GIVEN INSTRUCTION: Put every line of the listing below into a numbered list, omitting any blank lines.

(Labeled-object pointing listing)
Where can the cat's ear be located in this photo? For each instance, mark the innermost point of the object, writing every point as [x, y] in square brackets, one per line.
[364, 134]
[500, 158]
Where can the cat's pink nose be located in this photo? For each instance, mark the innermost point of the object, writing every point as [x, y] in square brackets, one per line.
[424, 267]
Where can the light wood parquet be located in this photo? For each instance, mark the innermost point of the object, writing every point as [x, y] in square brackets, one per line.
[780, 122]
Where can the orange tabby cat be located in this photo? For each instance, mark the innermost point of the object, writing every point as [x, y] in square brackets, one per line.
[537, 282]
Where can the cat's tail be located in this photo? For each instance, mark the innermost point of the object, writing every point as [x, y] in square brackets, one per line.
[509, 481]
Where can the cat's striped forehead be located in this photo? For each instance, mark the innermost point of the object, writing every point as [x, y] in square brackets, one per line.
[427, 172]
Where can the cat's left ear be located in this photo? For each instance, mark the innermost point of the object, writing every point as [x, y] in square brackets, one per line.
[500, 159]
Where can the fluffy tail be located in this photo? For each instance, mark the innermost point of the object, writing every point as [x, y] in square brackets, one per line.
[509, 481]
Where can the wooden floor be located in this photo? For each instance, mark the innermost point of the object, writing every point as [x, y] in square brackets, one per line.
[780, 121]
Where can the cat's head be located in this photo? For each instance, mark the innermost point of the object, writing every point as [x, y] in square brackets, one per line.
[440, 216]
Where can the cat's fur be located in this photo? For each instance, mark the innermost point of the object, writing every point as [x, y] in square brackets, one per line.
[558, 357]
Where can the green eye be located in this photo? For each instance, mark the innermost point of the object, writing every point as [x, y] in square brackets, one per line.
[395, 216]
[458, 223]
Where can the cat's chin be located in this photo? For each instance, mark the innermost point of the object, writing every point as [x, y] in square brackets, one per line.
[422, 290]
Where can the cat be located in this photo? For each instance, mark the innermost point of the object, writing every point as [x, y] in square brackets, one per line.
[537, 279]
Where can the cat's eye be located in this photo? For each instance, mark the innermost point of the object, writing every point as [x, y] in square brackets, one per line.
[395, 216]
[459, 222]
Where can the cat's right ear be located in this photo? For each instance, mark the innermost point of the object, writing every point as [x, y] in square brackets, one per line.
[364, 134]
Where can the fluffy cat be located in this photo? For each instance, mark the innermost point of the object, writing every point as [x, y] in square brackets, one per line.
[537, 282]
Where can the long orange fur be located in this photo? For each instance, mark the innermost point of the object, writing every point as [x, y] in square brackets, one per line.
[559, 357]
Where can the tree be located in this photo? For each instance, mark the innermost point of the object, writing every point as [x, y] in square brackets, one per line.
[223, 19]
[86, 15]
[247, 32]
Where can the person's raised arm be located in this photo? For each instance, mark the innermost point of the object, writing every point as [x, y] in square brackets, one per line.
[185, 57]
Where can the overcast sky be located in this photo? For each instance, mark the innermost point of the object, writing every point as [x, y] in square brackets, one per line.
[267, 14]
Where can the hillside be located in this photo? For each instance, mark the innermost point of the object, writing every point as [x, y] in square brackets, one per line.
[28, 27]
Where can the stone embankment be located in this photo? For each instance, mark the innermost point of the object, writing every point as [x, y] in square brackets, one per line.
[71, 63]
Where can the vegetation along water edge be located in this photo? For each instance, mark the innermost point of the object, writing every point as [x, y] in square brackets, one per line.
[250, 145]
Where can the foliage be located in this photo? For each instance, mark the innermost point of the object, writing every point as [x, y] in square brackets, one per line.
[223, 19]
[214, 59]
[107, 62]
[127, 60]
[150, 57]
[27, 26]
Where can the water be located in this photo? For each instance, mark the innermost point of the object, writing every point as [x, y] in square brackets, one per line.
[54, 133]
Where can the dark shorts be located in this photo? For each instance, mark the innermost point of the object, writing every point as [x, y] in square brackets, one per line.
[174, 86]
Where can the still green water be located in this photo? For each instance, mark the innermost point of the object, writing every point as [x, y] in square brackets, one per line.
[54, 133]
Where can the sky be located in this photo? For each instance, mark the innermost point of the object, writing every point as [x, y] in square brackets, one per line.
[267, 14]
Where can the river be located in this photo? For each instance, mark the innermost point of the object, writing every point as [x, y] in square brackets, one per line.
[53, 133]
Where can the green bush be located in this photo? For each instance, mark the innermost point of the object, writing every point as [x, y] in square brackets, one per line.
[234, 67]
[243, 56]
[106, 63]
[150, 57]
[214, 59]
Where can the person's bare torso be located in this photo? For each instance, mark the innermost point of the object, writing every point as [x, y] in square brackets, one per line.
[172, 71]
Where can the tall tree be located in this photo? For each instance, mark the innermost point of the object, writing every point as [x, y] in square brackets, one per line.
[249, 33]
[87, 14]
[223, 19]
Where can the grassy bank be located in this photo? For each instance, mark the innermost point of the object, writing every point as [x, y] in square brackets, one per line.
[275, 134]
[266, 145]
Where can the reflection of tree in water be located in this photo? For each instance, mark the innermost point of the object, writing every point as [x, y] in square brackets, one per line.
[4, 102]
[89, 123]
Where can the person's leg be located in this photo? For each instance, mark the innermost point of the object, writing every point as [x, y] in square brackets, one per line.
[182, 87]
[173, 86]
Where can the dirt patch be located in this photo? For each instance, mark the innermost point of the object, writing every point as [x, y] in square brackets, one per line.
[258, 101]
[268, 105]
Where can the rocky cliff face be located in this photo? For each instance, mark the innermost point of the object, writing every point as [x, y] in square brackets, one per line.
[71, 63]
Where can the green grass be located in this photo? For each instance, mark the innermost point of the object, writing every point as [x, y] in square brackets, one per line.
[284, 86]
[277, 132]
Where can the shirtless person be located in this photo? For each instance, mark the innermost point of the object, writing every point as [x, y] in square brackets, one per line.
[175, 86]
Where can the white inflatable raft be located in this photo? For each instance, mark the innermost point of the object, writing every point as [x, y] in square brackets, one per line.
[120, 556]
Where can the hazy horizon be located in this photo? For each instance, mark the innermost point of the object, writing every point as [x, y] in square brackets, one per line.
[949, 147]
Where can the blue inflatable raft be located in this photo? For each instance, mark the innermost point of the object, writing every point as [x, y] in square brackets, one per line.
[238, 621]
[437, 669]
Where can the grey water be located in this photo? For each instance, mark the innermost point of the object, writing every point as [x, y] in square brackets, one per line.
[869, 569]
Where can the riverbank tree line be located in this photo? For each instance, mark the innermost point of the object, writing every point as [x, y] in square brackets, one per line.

TASK ANSWER:
1. Where can the cat's ear be located in this photo? For each instance, mark the innermost point of the object, writing every point as [x, y] in square brackets, one per line.
2. [364, 134]
3. [500, 158]
4. Where can the cat's pink nose be located in this photo? For each instance, mark the innermost point of the object, writing every point as [x, y] in square brackets, one per line.
5. [424, 267]
6. Where can the light wood parquet be located in this photo? For each instance, mark the innermost point of the object, writing every point as [x, y] in square brackets, one per line.
7. [780, 122]
8. Where can the orange tabby cat be located in this photo? For each instance, mark the innermost point of the object, writing every point as [x, y] in square brackets, one per line.
9. [537, 282]
10. Where can the cat's tail be located in this photo? For each instance, mark the innermost point of the object, writing every point as [x, y] in square brackets, one per line.
11. [509, 481]
12. Where can the cat's striped forehead be located in this photo? For each instance, mark the innermost point of the object, writing every point as [x, y] in square brackets, one per line.
13. [427, 172]
14. Where can the cat's left ear be located in this photo? For each instance, mark the innermost point of the object, writing every point as [x, y] in square brackets, one per line.
15. [500, 159]
16. Where can the fluffy tail be located in this photo? For each instance, mark the innermost point of the object, writing every point as [x, y] in square brackets, one per line.
17. [509, 481]
18. Where can the wooden floor be located in this photo? For each instance, mark the innermost point of the object, writing every point as [x, y] in square brackets, one per line.
19. [780, 121]
20. Where can the cat's head be located in this photo? For each instance, mark the innermost point of the object, writing every point as [x, y] in square brackets, one per line.
21. [440, 216]
22. Where can the cat's fur be located in this photo? For each instance, mark the innermost point of the object, writing every point as [x, y] in square brackets, one per line.
23. [558, 357]
24. Where can the green eye be located in this photo? For each instance, mark the innermost point of the object, writing every point as [x, y] in square brackets, one per line.
25. [395, 216]
26. [458, 223]
27. Where can the cat's chin be located in this photo? For each instance, mark the innermost point of the object, writing every point as [x, y] in square brackets, one per line.
28. [422, 290]
29. Where can the cat be located in this photo? For each instance, mark the innermost point of the object, writing every point as [x, y] in square brackets, one per line.
30. [537, 279]
31. Where can the cat's eye be located in this photo? For each instance, mark the innermost point of the object, writing every point as [x, y] in square brackets, one per line.
32. [395, 216]
33. [459, 222]
34. Where can the cat's right ear be located in this photo? For each instance, mark the innermost point of the object, writing every point as [x, y] in square brackets, one per line.
35. [364, 134]
36. Where can the fluffy cat be located in this photo? For each instance, mark the innermost point of the object, writing every point as [x, y] in square brackets, one per line.
37. [537, 282]
38. Where can the long orange fur be located in this photo? For each instance, mark the innermost point of the object, writing every point as [x, y] in square brackets, one per line.
39. [559, 357]
40. Where can the tree be located in this photo? For each instance, mark the innermost point of the object, writing every point as [x, y] in square brackets, one per line.
41. [223, 19]
42. [86, 15]
43. [247, 32]
44. Where can the person's raised arm be located in this photo? For each instance, mark the innermost point of the object, writing every point as [x, y] in square brackets, one per line.
45. [185, 57]
46. Where can the overcast sky be located in this photo? For each instance, mark the innermost point of the object, writing every point as [x, y] in square brackets, one per line.
47. [267, 14]
48. Where can the hillside be located in this photo? For each instance, mark the innermost point of the object, writing every point as [x, y] in square brackets, one per line.
49. [28, 27]
50. Where can the stone embankment be located in this photo? For each instance, mark the innermost point of the object, writing every point as [x, y] in square brackets, one per line.
51. [71, 63]
52. Where can the vegetation along water edge be located in this photo? For each instance, mark the innermost point of the object, writing every point as [x, y] in square brackets, one per line.
53. [250, 145]
54. Where can the foliage be located in this photo? For each instance, mark the innermost point of the object, writing every point as [x, y] in square brackets, one per line.
55. [223, 19]
56. [214, 59]
57. [107, 62]
58. [127, 60]
59. [150, 57]
60. [27, 26]
61. Where can the water be located in this photo? For each instance, mark the innermost point of the object, writing every point as [x, y] in square brackets, one per line.
62. [54, 133]
63. Where can the dark shorts be located in this photo? For each instance, mark the innermost point of the object, writing every point as [x, y] in square brackets, one per line.
64. [174, 86]
65. Where can the still green water be located in this photo? For each instance, mark the innermost point of the object, writing every point as [x, y] in square brackets, one per line.
66. [54, 133]
67. Where can the sky be located in this photo? For each instance, mark the innermost point of the object, writing every point as [x, y] in square brackets, one per line.
68. [267, 14]
69. Where can the river be located in this photo? For each instance, mark the innermost point of the object, writing every point as [x, y] in square brackets, one per line.
70. [53, 133]
71. Where can the green bush be located in this photo? For each instance, mark the innermost point of the object, writing every point as [x, y] in square brackets, one per line.
72. [234, 67]
73. [243, 56]
74. [106, 63]
75. [150, 57]
76. [214, 59]
77. Where can the person's bare torso be located in this photo? For each instance, mark the innermost point of the object, writing every point as [x, y] in square brackets, one per line.
78. [172, 71]
79. Where can the tall tree be located in this photo? For each instance, mark the innermost point of the object, writing every point as [x, y] in square brackets, one per line.
80. [249, 33]
81. [87, 14]
82. [223, 19]
83. Where can the grassy bank be located in this photo? For each instance, mark the innermost point of the object, writing every point as [x, y] in square brackets, one per line.
84. [275, 134]
85. [266, 145]
86. Where can the reflection of tree in water be located in this photo? For each instance, mark the innermost point of the object, writing every point as [x, y] in square brackets, one per line.
87. [4, 102]
88. [89, 123]
89. Where can the person's leg be located in this photo? For each instance, mark the innermost point of the object, writing every point as [x, y] in square brackets, one per line.
90. [182, 87]
91. [173, 86]
92. Where can the dirt patch be located in this photo? For each instance, mark the innermost point of the object, writing every point as [x, y] in square brackets, one per line.
93. [258, 101]
94. [268, 105]
95. Where can the rocky cliff face be located in this photo? For each instance, mark the innermost point of the object, writing every point as [x, y] in square brackets, one per line.
96. [71, 63]
97. Where can the green grass be located in this photo? For each instance, mark the innermost point of the object, writing every point as [x, y] in square brackets, one per line.
98. [284, 86]
99. [277, 132]
100. Where can the shirtless person be located in this photo? For each instance, mark the innermost point of the object, writing every point as [x, y] in square brackets, one per line.
101. [175, 86]
102. Where can the white inflatable raft be located in this photo? For each instance, mark the innermost point of the object, writing every point as [x, y] in square brackets, one per line.
103. [120, 556]
104. Where can the hazy horizon be located in this photo? For each instance, mark the innermost point of the object, writing every point as [x, y] in square brackets, one per line.
105. [949, 147]
106. Where can the blue inflatable raft be located in this photo? For each instance, mark the innermost point of the object, writing every point as [x, y] in square brackets, one per line.
107. [238, 621]
108. [437, 669]
109. Where can the grey water be located in this photo? For each instance, mark the innermost point of the object, writing every point as [x, y] in square brackets, one per line.
110. [869, 569]
111. Where can the riverbank tree line be located in this photo? For each instance, mark the innermost point of the object, writing every point as [x, y] in square brackets, one per line.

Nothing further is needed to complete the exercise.